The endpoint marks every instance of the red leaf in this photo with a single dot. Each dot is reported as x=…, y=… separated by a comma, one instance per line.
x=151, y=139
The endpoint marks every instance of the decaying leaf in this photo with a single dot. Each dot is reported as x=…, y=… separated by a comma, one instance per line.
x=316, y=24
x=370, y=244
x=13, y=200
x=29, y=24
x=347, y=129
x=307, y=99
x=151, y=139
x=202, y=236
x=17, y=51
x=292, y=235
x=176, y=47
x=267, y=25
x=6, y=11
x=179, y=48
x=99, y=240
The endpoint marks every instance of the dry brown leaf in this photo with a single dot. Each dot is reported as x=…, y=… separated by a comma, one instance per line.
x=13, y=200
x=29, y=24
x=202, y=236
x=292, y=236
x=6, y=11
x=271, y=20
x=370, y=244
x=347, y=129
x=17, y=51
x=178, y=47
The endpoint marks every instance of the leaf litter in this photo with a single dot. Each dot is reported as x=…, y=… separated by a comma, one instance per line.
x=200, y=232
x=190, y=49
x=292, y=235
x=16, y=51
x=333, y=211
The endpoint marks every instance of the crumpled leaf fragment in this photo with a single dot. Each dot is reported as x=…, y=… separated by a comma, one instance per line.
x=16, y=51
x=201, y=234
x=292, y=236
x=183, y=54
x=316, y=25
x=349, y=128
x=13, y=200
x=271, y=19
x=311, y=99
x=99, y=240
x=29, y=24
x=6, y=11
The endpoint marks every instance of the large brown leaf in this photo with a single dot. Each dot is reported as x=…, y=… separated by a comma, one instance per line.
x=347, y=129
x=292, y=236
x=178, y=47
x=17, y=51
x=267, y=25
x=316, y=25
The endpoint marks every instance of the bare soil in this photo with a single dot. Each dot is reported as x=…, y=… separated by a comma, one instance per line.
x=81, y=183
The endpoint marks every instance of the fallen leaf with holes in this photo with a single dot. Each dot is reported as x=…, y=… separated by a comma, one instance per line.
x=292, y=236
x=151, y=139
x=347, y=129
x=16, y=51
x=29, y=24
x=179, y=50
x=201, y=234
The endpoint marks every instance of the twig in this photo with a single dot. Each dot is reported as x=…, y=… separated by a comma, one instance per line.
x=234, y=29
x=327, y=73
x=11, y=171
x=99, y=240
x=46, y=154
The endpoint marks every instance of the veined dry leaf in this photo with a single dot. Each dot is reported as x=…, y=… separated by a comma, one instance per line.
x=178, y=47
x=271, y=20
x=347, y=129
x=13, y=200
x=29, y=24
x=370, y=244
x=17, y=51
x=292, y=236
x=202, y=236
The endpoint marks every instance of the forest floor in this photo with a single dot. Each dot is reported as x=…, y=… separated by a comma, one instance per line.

---*---

Write out every line from the records above, word for word.

The endpoint marks every instance of the red leaf in this photo with a single dot. Each dot is reported as x=…, y=… separated by a comma, one instance per line.
x=151, y=139
The endpoint marks every instance of the decaying leaf in this photo with a single dot. Each dot is reported as x=…, y=… separated by a comma, one instance per line.
x=316, y=24
x=370, y=244
x=13, y=200
x=29, y=24
x=347, y=129
x=307, y=99
x=151, y=139
x=202, y=236
x=17, y=51
x=292, y=235
x=176, y=47
x=267, y=25
x=6, y=11
x=179, y=48
x=99, y=240
The endpoint marks every instance of the dry brown leaf in this photo with a single dot. Each dot is reported as x=…, y=… separated by a comma, one instance per line.
x=13, y=200
x=29, y=24
x=202, y=236
x=292, y=236
x=6, y=11
x=271, y=20
x=370, y=244
x=347, y=129
x=17, y=51
x=178, y=47
The endpoint marks every instance of the leaf litter in this photo with a single dot. Each dot is reported as x=…, y=… separated by a comma, one instance per line.
x=200, y=232
x=190, y=49
x=292, y=235
x=16, y=51
x=333, y=211
The endpoint marks every instance of the crumpled leaf fragment in this photo with a single dot. Each dot is reported as x=…, y=… separated by a comma, one instance per line.
x=16, y=51
x=201, y=234
x=292, y=236
x=183, y=54
x=316, y=25
x=349, y=128
x=13, y=200
x=271, y=19
x=311, y=99
x=99, y=240
x=29, y=24
x=6, y=11
The endpoint marks every instance of the large brown leaf in this photo with a single dot. Each dot is reported as x=…, y=… separated by a comma, one instance per line.
x=347, y=129
x=292, y=236
x=178, y=47
x=17, y=51
x=267, y=25
x=316, y=25
The endpoint marks every instance of the bare soil in this photo with a single dot. Each dot is reported as x=…, y=… separated by a comma, one instance per line.
x=81, y=183
The endpoint marks every instance of the fallen leaf with holes in this photo with a single dot. Each dot is reported as x=…, y=… separated by a comma, one instance per line.
x=292, y=236
x=151, y=139
x=347, y=129
x=16, y=51
x=29, y=24
x=179, y=50
x=201, y=234
The endpoint marks every instance of the twig in this photo with a single dot. Each dot is reported as x=…, y=… separated by a comma, one instance per line.
x=234, y=29
x=327, y=73
x=11, y=171
x=99, y=240
x=46, y=154
The endpoint marks every instance of the veined dry leaf in this photo with a single dot. Each dot is reported as x=…, y=… separated by a comma, one instance per line.
x=178, y=47
x=271, y=20
x=347, y=129
x=13, y=200
x=29, y=24
x=370, y=244
x=17, y=51
x=292, y=236
x=202, y=236
The endpoint marks every instance of the forest floor in this photo with a single dot. Each dot is reported as x=…, y=… separated by a comma, one instance per line.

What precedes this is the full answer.